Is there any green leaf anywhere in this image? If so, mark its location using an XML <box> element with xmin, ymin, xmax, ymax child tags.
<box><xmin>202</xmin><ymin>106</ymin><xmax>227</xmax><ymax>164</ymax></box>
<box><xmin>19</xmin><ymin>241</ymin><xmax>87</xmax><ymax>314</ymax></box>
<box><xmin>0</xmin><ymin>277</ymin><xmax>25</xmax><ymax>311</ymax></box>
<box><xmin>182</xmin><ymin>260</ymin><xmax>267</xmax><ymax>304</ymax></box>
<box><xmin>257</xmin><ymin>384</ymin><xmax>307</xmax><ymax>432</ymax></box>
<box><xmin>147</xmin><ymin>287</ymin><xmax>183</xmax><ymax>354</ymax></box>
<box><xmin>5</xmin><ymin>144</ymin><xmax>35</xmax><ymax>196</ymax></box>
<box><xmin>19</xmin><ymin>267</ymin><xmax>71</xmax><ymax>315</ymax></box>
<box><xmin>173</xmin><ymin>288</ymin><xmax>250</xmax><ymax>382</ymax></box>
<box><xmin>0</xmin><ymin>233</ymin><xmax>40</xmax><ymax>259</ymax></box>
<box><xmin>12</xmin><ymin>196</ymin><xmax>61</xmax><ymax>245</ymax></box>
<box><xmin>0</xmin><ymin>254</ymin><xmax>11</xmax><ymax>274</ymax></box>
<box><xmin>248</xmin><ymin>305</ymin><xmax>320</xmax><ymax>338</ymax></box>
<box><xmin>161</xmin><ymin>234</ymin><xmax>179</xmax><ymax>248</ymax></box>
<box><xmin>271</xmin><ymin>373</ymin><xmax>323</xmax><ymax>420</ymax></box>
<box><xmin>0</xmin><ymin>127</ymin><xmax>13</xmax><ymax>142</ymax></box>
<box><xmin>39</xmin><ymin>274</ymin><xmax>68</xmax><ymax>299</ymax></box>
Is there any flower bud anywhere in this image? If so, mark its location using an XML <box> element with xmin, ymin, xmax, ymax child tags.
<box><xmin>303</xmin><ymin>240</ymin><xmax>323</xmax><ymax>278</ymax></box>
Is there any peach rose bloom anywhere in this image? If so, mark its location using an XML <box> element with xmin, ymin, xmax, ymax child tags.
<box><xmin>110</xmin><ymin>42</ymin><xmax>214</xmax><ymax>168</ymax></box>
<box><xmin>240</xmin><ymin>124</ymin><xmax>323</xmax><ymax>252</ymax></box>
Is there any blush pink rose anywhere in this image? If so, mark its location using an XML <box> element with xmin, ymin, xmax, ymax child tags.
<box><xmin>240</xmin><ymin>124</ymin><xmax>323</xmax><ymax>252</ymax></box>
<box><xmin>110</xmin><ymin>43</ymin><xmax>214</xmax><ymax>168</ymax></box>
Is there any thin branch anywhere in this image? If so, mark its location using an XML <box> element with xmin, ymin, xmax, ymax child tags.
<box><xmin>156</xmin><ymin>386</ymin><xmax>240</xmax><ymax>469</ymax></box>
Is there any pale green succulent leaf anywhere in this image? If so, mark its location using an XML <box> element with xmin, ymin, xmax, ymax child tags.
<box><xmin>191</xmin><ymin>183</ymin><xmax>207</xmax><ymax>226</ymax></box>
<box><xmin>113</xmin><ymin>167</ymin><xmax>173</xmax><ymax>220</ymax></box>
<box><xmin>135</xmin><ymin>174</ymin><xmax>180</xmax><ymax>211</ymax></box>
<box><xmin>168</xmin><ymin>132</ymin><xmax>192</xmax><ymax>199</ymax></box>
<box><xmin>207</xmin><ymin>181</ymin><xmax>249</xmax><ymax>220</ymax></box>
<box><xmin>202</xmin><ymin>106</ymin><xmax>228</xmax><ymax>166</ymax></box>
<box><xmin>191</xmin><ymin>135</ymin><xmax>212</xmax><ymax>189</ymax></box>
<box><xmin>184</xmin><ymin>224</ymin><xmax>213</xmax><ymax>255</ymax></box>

────────────────

• SET EXERCISE
Reproduce all of the entries above, swapping "mark" for "indicate" at every occurrence and leaving everything else unchanged.

• TASK SOLUTION
Is there any green leaf anywhere in this image? If so, indicate its location using an XML <box> element with xmin, ymin, xmax, ymax child tags.
<box><xmin>202</xmin><ymin>106</ymin><xmax>227</xmax><ymax>164</ymax></box>
<box><xmin>19</xmin><ymin>241</ymin><xmax>87</xmax><ymax>314</ymax></box>
<box><xmin>0</xmin><ymin>277</ymin><xmax>25</xmax><ymax>311</ymax></box>
<box><xmin>182</xmin><ymin>260</ymin><xmax>267</xmax><ymax>304</ymax></box>
<box><xmin>257</xmin><ymin>384</ymin><xmax>307</xmax><ymax>432</ymax></box>
<box><xmin>147</xmin><ymin>287</ymin><xmax>183</xmax><ymax>354</ymax></box>
<box><xmin>5</xmin><ymin>144</ymin><xmax>35</xmax><ymax>196</ymax></box>
<box><xmin>19</xmin><ymin>267</ymin><xmax>71</xmax><ymax>315</ymax></box>
<box><xmin>173</xmin><ymin>288</ymin><xmax>250</xmax><ymax>382</ymax></box>
<box><xmin>0</xmin><ymin>233</ymin><xmax>40</xmax><ymax>259</ymax></box>
<box><xmin>12</xmin><ymin>196</ymin><xmax>61</xmax><ymax>245</ymax></box>
<box><xmin>0</xmin><ymin>254</ymin><xmax>11</xmax><ymax>274</ymax></box>
<box><xmin>248</xmin><ymin>305</ymin><xmax>320</xmax><ymax>338</ymax></box>
<box><xmin>161</xmin><ymin>234</ymin><xmax>179</xmax><ymax>248</ymax></box>
<box><xmin>271</xmin><ymin>373</ymin><xmax>323</xmax><ymax>420</ymax></box>
<box><xmin>0</xmin><ymin>127</ymin><xmax>13</xmax><ymax>142</ymax></box>
<box><xmin>39</xmin><ymin>274</ymin><xmax>68</xmax><ymax>299</ymax></box>
Is there any flower bud anywhere in this image? If so, indicate its location using an XML <box> element with xmin, ymin, xmax, ymax child tags.
<box><xmin>303</xmin><ymin>240</ymin><xmax>323</xmax><ymax>278</ymax></box>
Is there any peach rose bloom anywhere in this image? If so, indicate its location using an XML <box> element with xmin, ymin, xmax, ymax child tags.
<box><xmin>110</xmin><ymin>42</ymin><xmax>214</xmax><ymax>168</ymax></box>
<box><xmin>240</xmin><ymin>124</ymin><xmax>323</xmax><ymax>252</ymax></box>
Is there any blush pink rose anywhere in this image? If so, indicate its location using an XML <box> element with xmin, ymin, xmax, ymax child tags.
<box><xmin>240</xmin><ymin>124</ymin><xmax>323</xmax><ymax>252</ymax></box>
<box><xmin>110</xmin><ymin>43</ymin><xmax>214</xmax><ymax>168</ymax></box>
Is there any thin branch anywhere in this image? If so, indicate its location using an XML <box> element with xmin, ymin, xmax, ymax child tags.
<box><xmin>156</xmin><ymin>386</ymin><xmax>240</xmax><ymax>469</ymax></box>
Is there any pale green succulent leaf anywhere in this image? If so, indicate its location using an XML <box> element with xmin, ymin, xmax, ymax child tags.
<box><xmin>191</xmin><ymin>183</ymin><xmax>207</xmax><ymax>226</ymax></box>
<box><xmin>113</xmin><ymin>167</ymin><xmax>173</xmax><ymax>220</ymax></box>
<box><xmin>135</xmin><ymin>174</ymin><xmax>180</xmax><ymax>211</ymax></box>
<box><xmin>168</xmin><ymin>132</ymin><xmax>192</xmax><ymax>199</ymax></box>
<box><xmin>207</xmin><ymin>181</ymin><xmax>249</xmax><ymax>220</ymax></box>
<box><xmin>202</xmin><ymin>106</ymin><xmax>228</xmax><ymax>166</ymax></box>
<box><xmin>191</xmin><ymin>135</ymin><xmax>212</xmax><ymax>189</ymax></box>
<box><xmin>184</xmin><ymin>224</ymin><xmax>213</xmax><ymax>255</ymax></box>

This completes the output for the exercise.